## WHAT IS EXPECTED
Reproduce the lines of the listing below, from the line containing "Target: cabinet drawer" through the end of the listing, inclusive.

## Object location annotation data
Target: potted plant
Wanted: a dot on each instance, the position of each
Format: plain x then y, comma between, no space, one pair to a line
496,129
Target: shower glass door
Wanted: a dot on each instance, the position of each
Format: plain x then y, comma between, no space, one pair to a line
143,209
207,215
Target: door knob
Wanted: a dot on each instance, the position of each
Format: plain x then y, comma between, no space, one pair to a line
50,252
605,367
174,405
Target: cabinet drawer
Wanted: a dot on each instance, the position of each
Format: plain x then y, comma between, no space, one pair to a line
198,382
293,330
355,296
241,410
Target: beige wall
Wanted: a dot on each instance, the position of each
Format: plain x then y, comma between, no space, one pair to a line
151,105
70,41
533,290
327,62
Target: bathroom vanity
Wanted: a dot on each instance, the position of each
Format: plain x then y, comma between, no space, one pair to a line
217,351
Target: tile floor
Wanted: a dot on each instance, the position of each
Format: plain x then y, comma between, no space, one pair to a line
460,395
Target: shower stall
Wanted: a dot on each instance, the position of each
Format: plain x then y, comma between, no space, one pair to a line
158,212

## SOLUTION TO THIS EXERCISE
Target: cabinet drawer
Wanted: a dot on each instance, the position of each
Format: plain x then y, comma between, no space, one pair to a line
198,382
293,330
355,296
241,410
Target: beige wall
Wanted: a dot on each instance, the position of each
Format: plain x then y, comma between, no space, one pair to a line
151,105
70,41
533,290
327,62
Target: bathroom vanity
Wanted: a dot on each instance, the position of each
Format: plain x then y, comma between, no space, one pair to a line
217,351
Target: tile floor
Wanted: a dot on each instance, the position of each
Format: plain x then y, comma between, no space, one pair to a line
460,395
Target: shower stall
Wanted: a dot on each instance, the position of each
Format: plain x then y, comma between, no space, one pair to a line
158,212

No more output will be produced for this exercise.